• **Task directions**
The whole listing should be retyped word for word, apart from the pictures it holds.

------

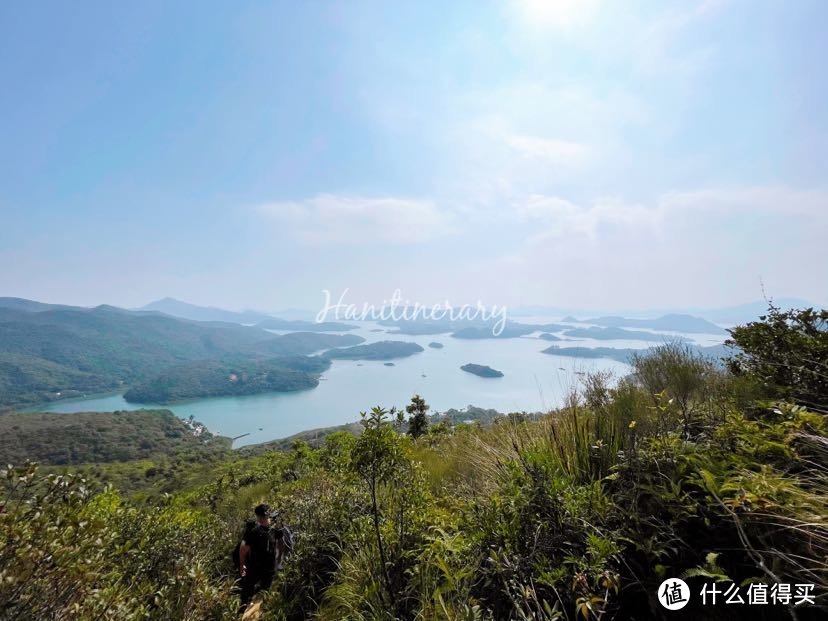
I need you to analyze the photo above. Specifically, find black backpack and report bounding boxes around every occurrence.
[276,525,295,555]
[231,519,257,570]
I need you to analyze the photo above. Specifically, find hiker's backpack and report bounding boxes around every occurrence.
[232,519,257,570]
[277,525,294,555]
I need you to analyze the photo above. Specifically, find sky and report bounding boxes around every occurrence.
[0,0,826,313]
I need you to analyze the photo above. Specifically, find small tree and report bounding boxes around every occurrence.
[350,407,405,604]
[406,394,430,439]
[727,304,828,413]
[630,342,715,438]
[391,406,405,432]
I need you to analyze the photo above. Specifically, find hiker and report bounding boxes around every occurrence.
[234,504,294,614]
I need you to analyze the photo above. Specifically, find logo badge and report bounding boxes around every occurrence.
[658,578,690,610]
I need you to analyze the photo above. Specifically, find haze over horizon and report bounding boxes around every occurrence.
[2,1,826,310]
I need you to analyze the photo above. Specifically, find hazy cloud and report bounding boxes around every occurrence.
[509,0,600,33]
[488,185,828,306]
[257,194,455,244]
[503,134,591,166]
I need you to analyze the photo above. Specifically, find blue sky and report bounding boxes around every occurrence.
[1,0,826,312]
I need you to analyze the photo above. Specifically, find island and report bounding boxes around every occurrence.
[325,340,425,361]
[380,319,457,335]
[383,362,395,366]
[255,318,358,332]
[460,363,504,378]
[428,341,444,349]
[539,333,562,341]
[451,322,568,339]
[452,326,532,339]
[576,313,726,335]
[541,346,635,364]
[541,343,732,365]
[562,326,688,342]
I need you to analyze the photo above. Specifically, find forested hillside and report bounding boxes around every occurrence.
[0,409,230,465]
[1,307,826,620]
[0,301,362,407]
[123,357,332,404]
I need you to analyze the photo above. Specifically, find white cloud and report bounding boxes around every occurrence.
[257,194,455,244]
[660,186,828,218]
[515,186,828,238]
[503,133,590,166]
[515,194,656,239]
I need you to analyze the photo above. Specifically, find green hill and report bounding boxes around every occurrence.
[0,351,120,404]
[123,356,331,403]
[0,409,230,465]
[0,302,362,407]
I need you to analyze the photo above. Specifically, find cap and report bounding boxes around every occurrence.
[254,503,280,518]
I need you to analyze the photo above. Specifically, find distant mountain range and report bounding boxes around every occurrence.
[689,298,814,324]
[0,297,80,313]
[139,297,274,324]
[513,298,816,325]
[16,295,810,331]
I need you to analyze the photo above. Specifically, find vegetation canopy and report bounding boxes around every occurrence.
[1,306,826,620]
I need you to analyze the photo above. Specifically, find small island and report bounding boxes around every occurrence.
[539,333,562,341]
[452,326,535,339]
[428,341,444,349]
[460,363,504,378]
[326,340,424,361]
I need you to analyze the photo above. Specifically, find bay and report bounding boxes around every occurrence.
[33,320,724,447]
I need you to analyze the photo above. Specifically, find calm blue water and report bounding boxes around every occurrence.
[33,320,723,447]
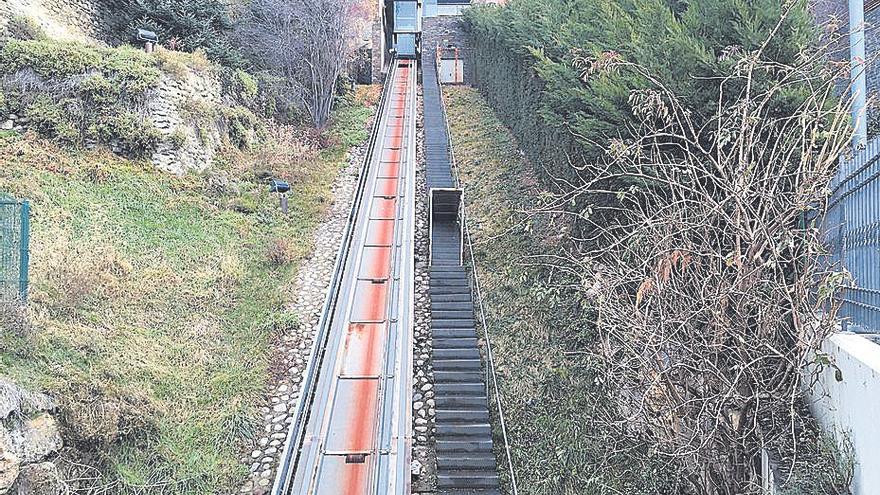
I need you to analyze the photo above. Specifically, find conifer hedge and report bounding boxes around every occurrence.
[463,0,817,181]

------

• **Solution to this problem**
I need you to analyze the photo above. Specifically, find black backpack and report bounding boxes around every occurrence.
[276,525,295,555]
[231,519,257,570]
I need you to analyze the photo above. Specifically, find hiker's backpack and report bounding boxes around every occurrence.
[232,519,257,570]
[277,525,294,555]
I need you to analyze the photo above. Specifically, find sky and report bounding boxes around every occurrence.
[0,0,826,313]
I need you to analyze the photo above. Specifically, find small tree and report bounding boxes around every occurrence.
[350,407,405,604]
[406,394,430,439]
[727,304,828,413]
[630,342,715,438]
[391,406,405,432]
I need you to analyze the photo above. Specifically, find hiker and report bounding boxes around every occurrence.
[234,504,294,614]
I need you to analyze the photo above. Specifically, find logo badge and report bounding boxes around every occurrence.
[658,578,690,610]
I need you to analyze the photo above. Specifically, find haze over horizon and report bounding boxes around every occurrence.
[2,1,826,310]
I need you to analyze the photo above. Specifically, find hazy cloud and report bounding boxes around every occurrence.
[509,0,600,33]
[488,185,828,306]
[257,194,455,244]
[503,134,591,166]
I need you to analyze the photo above. Specifically, find blue sky and report bounding boxes around every occurrence.
[1,0,826,312]
I need you to analyze the photo above. Specifically, find island and report bounding boxes around every occurrence.
[325,340,425,361]
[380,319,457,335]
[383,362,395,366]
[255,318,358,332]
[460,363,504,378]
[428,341,444,349]
[539,333,562,341]
[451,322,568,339]
[452,326,532,339]
[576,313,726,335]
[541,346,635,364]
[541,343,732,365]
[562,326,688,342]
I need you to analyze the photo above. Specifically, find forested hillside and report bounding boxes around every occurrence.
[0,409,230,465]
[1,307,826,620]
[0,301,362,407]
[123,357,332,404]
I need you to analyze the photo above. Specifically, find white cloud and report bounding boxes around every occurrence.
[257,194,455,244]
[660,186,828,218]
[515,186,828,238]
[503,133,590,166]
[515,194,656,239]
I need you to analyze the photo above. Specifically, find green hill and report bounding boxes around every occurrence.
[0,351,120,404]
[123,356,331,403]
[0,409,230,465]
[0,302,362,407]
I need you to analyze the photo above. Specifically, find cap and report bounding boxes around every occurrence.
[254,503,280,518]
I need you to analyze the photo above. Specifically, find distant mountain range and report bounding boxes around every occurrence.
[689,298,814,324]
[0,297,80,313]
[139,297,274,324]
[513,298,816,325]
[16,295,810,331]
I need you to analyze the photo above. Specifically, find vegetation canopy and report bounding boxes around every occurrence.
[1,306,826,620]
I need you to analyze the photo above. Specifically, find small island and report bounding boxes around every occurrence.
[539,333,562,341]
[452,326,535,339]
[428,341,444,349]
[460,363,504,378]
[326,340,424,361]
I need you to analyze the photo above. Specifically, find bay and report bounding boxes around every occurrence.
[33,320,724,447]
I need you to analyze the photo above. Specifically, find calm blue water and report bounding boxes around every occurrence.
[33,320,723,447]
I need you to analyze the photo above. Specifically, find conifer hedge and report bounding boxes around every occurrence.
[463,0,817,181]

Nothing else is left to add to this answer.